◆ Directives
**a.** Set down everything in the forum posts from "post #78 of" down to "doing to her.", word for word.
**b.** In the forum posts, what does one writer say they would have immediately done with their 2 year old?

======== Given passage

I think the situation could have been handled differently/better as well.  With out the screaming and freaking out.  I can't say I would have been actually angry like your husband was cause I kind of understand why you panicked.  But I would have been very embarrassed and it may have come off as angry.

post #78 of 95
I do think "screaming bloody murder" was OTT and hopefully you'll figure out a way to handle those situations better. I've learned in my years as a parent that it's up to me to protect my children. So in that situation, I would've immediately removed my 2 year old from the ladder. It might not be fair or right, but it would keep her safe. 5 year olds still often have a long way to go when it comes to impulse control and adding something like adhd or asperger's just compounds that. Experience tells me that not every kid is going to listen immediately, or the 2nd or 3rd or 4th time they are told something so I need to do what is in my control, and that is removing my child from the situation.
post #79 of 95

In reality, I probably would have reacted as you had. In addition, I probably would have marched the older child over to his parent and explained what he was doing to her.

================
======== Given entries

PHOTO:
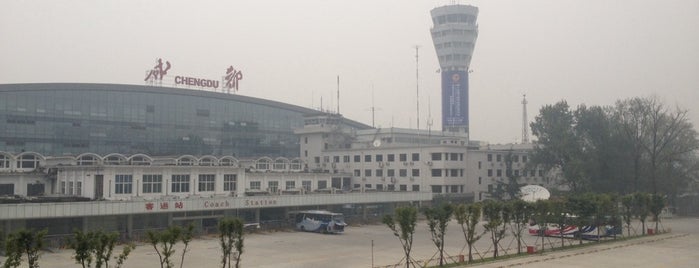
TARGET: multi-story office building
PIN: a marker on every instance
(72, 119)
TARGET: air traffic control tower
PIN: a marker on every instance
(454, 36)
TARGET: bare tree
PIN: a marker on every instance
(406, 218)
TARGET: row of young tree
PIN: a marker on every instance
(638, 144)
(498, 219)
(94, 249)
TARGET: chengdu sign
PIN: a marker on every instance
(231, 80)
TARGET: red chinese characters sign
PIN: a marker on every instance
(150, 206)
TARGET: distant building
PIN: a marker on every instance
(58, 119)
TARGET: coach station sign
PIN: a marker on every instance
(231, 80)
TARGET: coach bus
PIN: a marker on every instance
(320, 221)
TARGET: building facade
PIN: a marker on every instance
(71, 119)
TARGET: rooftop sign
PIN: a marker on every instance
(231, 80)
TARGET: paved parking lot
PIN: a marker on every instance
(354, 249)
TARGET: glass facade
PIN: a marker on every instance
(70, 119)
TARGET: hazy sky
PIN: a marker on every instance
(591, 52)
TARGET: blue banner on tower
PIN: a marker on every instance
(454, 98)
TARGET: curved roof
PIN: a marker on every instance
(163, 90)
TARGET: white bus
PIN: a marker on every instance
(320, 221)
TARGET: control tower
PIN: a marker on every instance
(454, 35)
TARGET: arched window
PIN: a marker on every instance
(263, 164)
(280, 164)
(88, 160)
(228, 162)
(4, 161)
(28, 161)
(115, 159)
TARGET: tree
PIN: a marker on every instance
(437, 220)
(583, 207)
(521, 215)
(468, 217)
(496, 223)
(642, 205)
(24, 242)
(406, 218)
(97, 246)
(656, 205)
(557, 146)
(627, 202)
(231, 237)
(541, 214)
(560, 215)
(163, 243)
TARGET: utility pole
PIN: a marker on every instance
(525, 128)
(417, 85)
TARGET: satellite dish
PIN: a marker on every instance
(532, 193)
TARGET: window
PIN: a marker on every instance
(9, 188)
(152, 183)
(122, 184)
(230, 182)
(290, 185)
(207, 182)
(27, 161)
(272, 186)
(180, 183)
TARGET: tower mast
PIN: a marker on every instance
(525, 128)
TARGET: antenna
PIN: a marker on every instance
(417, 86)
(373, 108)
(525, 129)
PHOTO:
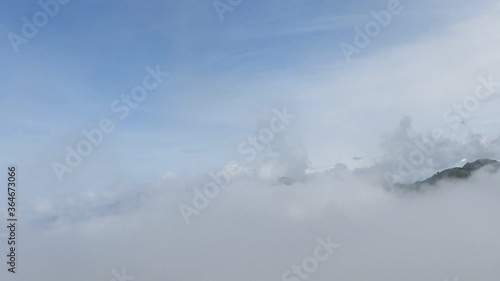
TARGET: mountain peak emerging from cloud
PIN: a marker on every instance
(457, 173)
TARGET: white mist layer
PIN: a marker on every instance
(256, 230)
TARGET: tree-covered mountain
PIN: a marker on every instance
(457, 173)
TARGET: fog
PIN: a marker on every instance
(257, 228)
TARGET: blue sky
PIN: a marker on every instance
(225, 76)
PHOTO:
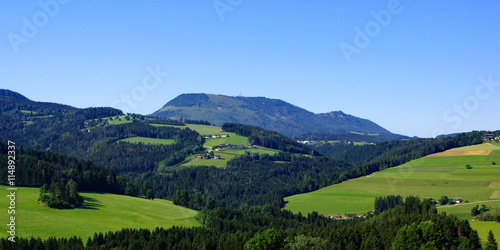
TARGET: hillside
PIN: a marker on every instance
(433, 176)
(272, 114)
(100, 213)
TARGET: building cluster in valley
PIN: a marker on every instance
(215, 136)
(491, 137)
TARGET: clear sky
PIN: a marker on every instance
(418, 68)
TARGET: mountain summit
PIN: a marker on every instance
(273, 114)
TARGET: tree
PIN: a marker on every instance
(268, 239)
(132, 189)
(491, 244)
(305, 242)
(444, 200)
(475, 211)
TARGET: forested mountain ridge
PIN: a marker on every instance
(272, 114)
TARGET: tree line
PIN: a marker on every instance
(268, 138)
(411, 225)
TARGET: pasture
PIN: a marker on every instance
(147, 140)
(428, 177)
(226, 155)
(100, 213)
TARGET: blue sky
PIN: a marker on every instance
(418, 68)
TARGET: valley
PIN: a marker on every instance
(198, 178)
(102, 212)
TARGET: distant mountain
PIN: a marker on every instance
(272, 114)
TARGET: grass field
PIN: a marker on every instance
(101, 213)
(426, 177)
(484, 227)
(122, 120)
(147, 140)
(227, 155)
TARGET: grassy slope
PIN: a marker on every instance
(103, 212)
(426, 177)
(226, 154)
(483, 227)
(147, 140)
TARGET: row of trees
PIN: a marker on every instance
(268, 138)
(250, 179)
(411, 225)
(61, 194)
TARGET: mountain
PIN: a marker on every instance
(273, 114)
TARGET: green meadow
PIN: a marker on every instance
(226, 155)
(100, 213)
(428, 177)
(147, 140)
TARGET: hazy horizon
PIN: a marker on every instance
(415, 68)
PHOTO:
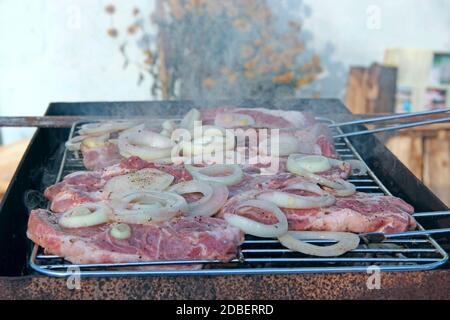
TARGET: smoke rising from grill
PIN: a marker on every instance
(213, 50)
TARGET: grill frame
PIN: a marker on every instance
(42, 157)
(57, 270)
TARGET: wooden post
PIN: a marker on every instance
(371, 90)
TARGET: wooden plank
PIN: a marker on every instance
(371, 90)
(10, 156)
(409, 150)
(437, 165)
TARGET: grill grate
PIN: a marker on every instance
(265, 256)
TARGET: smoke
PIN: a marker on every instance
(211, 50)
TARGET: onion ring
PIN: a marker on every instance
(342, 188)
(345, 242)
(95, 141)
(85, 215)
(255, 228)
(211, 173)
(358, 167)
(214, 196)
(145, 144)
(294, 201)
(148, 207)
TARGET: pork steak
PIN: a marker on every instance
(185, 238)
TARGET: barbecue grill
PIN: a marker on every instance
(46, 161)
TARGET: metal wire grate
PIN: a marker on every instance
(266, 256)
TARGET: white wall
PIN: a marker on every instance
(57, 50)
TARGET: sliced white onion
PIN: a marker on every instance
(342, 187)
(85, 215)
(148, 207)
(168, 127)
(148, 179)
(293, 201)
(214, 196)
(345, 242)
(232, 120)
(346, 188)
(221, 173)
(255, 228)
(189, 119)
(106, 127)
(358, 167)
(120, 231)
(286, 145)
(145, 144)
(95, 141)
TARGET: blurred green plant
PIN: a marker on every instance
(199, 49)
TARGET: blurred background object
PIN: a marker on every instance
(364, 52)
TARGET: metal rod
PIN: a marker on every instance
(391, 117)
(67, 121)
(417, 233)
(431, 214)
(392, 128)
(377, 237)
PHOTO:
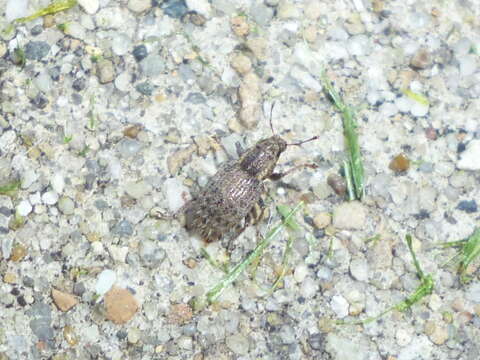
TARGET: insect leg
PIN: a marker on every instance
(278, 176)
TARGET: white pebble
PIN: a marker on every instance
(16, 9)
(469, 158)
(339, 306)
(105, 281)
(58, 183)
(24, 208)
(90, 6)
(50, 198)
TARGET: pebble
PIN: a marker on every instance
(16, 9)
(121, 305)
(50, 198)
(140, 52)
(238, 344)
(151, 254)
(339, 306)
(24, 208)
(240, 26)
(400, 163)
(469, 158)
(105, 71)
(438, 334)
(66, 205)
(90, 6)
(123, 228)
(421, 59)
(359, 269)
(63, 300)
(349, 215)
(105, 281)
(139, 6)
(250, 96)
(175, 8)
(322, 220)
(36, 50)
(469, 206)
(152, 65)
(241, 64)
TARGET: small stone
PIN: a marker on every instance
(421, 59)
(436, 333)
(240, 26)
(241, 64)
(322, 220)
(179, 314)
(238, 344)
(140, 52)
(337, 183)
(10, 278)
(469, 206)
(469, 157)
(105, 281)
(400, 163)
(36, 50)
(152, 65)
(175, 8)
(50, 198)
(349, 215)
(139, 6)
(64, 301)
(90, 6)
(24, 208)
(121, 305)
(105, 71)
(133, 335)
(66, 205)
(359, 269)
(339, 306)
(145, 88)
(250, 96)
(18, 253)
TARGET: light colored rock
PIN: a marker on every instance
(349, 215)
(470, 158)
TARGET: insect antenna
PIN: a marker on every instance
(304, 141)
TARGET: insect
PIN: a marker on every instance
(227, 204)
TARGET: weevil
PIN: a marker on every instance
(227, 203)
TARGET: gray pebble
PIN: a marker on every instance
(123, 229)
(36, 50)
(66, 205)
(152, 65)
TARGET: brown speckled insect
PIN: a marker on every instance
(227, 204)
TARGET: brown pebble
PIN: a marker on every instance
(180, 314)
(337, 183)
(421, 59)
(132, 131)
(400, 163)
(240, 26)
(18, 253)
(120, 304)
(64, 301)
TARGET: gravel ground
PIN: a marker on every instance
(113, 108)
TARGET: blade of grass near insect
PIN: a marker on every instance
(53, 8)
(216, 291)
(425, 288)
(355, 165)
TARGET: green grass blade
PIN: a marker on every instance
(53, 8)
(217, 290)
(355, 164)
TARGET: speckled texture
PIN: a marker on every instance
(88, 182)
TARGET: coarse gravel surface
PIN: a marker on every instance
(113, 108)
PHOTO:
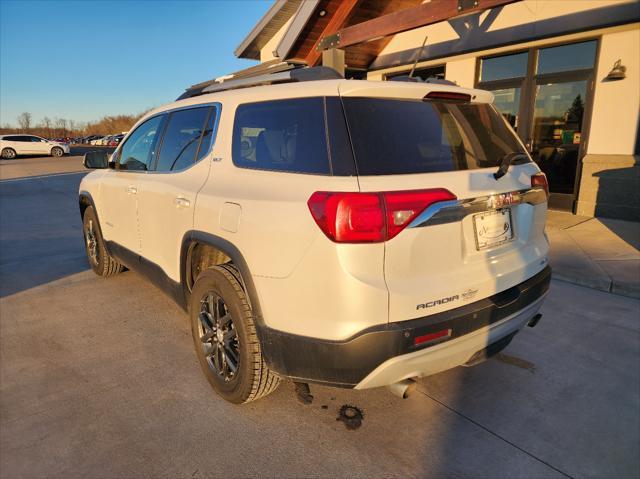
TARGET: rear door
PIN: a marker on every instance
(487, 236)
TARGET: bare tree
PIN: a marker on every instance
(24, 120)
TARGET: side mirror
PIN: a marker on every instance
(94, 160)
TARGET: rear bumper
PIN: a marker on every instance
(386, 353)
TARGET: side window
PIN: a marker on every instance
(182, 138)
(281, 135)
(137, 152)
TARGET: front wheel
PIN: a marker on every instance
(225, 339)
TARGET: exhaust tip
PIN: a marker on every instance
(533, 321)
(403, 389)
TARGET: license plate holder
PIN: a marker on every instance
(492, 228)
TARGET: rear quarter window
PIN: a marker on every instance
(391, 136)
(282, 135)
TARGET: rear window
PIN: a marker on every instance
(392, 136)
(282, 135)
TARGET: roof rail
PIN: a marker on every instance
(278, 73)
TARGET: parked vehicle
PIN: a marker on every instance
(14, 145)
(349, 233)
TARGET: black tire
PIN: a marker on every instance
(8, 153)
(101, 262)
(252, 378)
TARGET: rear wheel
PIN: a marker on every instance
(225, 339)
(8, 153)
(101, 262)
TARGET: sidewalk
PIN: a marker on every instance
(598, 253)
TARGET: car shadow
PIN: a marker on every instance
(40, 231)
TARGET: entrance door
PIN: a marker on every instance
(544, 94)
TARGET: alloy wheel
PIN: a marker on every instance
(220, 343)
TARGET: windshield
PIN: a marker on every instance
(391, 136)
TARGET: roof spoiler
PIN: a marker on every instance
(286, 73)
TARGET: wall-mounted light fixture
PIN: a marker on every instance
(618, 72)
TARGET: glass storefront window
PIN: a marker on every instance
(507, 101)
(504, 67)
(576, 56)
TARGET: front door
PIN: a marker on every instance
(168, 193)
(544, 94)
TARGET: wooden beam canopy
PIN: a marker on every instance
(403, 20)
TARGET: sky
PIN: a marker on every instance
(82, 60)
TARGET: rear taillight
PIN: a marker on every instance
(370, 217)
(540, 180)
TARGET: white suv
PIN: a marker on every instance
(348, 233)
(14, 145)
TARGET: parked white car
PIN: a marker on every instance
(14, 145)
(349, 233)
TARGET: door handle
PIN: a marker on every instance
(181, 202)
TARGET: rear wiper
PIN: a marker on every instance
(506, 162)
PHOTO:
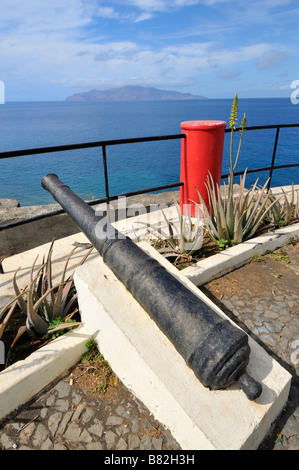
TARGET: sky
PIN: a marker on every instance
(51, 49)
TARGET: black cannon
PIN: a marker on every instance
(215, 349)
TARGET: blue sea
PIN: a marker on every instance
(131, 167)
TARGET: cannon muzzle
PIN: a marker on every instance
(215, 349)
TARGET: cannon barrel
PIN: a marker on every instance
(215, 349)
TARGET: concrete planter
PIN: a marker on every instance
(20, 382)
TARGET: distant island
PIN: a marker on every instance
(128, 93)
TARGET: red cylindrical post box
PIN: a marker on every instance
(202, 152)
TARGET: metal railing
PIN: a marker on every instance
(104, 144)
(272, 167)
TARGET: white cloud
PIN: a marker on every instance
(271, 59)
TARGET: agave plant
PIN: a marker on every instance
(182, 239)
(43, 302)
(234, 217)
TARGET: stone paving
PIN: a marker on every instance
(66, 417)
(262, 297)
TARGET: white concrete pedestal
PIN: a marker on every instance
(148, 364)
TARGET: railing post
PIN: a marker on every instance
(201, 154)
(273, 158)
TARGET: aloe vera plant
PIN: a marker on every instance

================

◆ Solutions
**a.**
post #78 of 95
I do think "screaming bloody murder" was OTT and hopefully you'll figure out a way to handle those situations better. I've learned in my years as a parent that it's up to me to protect my children. So in that situation, I would've immediately removed my 2 year old from the ladder. It might not be fair or right, but it would keep her safe. 5 year olds still often have a long way to go when it comes to impulse control and adding something like adhd or asperger's just compounds that. Experience tells me that not every kid is going to listen immediately, or the 2nd or 3rd or 4th time they are told something so I need to do what is in my control, and that is removing my child from the situation.
post #79 of 95

In reality, I probably would have reacted as you had. In addition, I probably would have marched the older child over to his parent and explained what he was doing to her.

**b.** They would have immediately removed the 2 year old from the ladder.